>> Begin Document passage

By Ross Fitzgerald, The Australian

 

October 6, 2008

 

Australia

 

The sign of a civilised society is how its government looks after the marginalised, needy and impoverished. By any meaningful definition, many Australian pensioners are living below the poverty line. Yet unless political pressure is brought to bear, our pensioners don't look like getting a much-needed pay rise any time soon.

The changing of the guard in the federal Opposition allows for the possibility of Malcolm Turnbull and his Coalition taking a principled stand and, in so doing, embarrassing the Labor troika of Kevin Rudd, Wayne Swan and Julia Gillard. 

Opportunistically, but cleverly, Brendan Nelson portrayed the plight of our aged poor by producing a tin of baked beans and a pot of jam on the floor of parliament to highlight what many older Australians now eat in order to survive. 

The desperate plight of our pensioners could be a useful platform for Turnbull to carve a new image for himself and the revamped Coalition.

>> End Document passage

**Requirement:**
In the piece on Australian pensioners, what did Brendan Nelson produce on the floor of parliament?

>> Begin Given entries

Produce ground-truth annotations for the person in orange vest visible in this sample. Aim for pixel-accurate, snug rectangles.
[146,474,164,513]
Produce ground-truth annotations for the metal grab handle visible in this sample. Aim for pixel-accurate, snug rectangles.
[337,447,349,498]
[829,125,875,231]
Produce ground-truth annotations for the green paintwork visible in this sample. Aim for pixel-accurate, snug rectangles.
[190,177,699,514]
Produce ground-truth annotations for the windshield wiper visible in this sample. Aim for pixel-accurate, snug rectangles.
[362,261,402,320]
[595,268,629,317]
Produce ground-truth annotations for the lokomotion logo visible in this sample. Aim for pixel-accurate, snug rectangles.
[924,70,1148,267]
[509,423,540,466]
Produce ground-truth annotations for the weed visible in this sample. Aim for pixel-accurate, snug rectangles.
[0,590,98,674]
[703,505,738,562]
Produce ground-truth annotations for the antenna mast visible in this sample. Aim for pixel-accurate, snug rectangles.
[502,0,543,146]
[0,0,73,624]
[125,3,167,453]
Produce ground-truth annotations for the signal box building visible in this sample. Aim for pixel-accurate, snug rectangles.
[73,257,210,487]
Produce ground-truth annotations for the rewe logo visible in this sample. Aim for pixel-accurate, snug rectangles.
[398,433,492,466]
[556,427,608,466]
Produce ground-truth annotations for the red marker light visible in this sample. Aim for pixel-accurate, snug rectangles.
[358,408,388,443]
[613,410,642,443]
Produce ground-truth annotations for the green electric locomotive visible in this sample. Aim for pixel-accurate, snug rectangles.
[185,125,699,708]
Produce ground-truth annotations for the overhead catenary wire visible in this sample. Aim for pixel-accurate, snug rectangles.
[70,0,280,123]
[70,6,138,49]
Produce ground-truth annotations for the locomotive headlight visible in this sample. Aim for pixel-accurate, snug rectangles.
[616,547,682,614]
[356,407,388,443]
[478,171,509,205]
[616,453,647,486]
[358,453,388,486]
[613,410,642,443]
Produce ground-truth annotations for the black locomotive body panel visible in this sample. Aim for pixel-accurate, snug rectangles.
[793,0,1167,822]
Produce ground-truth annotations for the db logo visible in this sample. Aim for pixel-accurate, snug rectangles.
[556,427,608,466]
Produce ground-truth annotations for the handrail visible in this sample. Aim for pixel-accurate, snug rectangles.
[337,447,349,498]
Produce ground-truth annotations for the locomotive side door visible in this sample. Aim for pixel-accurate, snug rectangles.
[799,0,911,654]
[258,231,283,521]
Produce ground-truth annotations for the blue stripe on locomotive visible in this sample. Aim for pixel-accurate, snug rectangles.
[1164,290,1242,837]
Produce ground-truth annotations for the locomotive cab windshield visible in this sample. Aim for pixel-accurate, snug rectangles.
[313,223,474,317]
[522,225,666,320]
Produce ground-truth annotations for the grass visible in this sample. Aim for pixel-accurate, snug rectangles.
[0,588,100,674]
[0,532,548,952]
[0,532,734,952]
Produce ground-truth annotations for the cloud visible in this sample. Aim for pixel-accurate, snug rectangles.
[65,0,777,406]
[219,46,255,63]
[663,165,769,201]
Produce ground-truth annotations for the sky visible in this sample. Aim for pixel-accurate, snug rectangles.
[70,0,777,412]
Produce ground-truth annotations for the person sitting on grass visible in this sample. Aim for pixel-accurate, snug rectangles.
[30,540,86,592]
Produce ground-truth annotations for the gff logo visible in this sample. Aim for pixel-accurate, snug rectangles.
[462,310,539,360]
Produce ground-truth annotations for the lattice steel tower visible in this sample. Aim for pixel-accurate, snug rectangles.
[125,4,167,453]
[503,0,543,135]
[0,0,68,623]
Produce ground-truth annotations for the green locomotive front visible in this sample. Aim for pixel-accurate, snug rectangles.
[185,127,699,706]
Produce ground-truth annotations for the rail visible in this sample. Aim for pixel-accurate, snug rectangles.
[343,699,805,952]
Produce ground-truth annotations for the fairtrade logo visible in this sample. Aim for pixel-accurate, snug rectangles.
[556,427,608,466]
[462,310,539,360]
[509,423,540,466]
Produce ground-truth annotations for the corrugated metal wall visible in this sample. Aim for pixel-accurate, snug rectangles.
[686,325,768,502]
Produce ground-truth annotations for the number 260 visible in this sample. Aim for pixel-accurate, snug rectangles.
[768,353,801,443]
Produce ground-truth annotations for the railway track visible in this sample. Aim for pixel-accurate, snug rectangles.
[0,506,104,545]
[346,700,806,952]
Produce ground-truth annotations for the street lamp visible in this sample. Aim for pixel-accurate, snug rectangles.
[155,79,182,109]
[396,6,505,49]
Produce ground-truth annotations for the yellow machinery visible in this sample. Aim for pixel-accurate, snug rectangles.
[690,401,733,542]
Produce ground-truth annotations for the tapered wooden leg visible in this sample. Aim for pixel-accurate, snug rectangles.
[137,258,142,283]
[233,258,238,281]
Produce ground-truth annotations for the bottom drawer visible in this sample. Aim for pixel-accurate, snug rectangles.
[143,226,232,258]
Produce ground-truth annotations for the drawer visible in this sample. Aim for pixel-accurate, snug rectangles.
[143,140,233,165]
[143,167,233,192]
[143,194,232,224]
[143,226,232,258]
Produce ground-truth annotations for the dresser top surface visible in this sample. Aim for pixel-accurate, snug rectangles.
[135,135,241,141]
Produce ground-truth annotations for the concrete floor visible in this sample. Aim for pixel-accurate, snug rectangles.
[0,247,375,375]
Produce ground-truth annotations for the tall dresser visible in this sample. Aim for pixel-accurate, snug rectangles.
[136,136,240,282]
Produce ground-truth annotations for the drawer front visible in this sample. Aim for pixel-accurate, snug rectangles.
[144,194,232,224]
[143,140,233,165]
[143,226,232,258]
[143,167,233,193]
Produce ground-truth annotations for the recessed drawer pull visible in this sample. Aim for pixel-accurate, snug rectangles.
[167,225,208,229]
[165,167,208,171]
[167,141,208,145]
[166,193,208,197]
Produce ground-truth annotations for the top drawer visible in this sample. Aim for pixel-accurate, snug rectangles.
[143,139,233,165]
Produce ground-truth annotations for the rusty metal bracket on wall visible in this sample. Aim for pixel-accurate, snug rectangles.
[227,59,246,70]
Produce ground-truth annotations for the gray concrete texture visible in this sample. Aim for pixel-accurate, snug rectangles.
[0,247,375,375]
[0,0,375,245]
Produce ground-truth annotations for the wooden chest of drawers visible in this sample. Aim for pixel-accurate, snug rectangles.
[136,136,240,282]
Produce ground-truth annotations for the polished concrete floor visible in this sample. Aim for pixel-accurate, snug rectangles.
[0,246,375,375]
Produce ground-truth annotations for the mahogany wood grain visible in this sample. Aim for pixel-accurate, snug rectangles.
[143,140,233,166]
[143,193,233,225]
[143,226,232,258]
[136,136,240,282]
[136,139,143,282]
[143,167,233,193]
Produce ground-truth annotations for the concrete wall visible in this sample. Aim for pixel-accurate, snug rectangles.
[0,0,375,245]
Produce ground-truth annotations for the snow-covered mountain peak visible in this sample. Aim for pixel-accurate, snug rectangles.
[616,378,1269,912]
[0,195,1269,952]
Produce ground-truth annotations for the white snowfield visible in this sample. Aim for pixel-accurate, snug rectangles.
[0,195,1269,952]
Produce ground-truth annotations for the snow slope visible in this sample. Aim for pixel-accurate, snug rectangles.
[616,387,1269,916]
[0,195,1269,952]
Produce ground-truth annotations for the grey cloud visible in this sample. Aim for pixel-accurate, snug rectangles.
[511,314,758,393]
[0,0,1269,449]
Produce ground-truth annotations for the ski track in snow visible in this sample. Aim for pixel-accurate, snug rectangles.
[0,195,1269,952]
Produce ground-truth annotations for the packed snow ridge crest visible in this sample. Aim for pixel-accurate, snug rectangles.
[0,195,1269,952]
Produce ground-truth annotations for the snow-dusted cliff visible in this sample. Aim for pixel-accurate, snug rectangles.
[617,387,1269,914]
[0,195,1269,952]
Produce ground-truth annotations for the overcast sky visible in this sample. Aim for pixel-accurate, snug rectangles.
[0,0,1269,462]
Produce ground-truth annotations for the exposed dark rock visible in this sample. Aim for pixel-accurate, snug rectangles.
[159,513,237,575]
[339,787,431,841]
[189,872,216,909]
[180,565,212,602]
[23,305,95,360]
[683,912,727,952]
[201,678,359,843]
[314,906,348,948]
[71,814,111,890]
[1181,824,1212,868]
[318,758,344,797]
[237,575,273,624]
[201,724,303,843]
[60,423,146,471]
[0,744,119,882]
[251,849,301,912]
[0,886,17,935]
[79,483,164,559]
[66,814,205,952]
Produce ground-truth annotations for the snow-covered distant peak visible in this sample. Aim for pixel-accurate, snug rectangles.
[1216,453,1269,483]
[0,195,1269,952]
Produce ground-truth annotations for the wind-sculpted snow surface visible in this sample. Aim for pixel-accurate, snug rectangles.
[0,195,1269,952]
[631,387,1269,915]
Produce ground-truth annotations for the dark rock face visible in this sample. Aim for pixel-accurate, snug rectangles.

>> End Given entries

**The solution:**
A tin of baked beans and a pot of jam.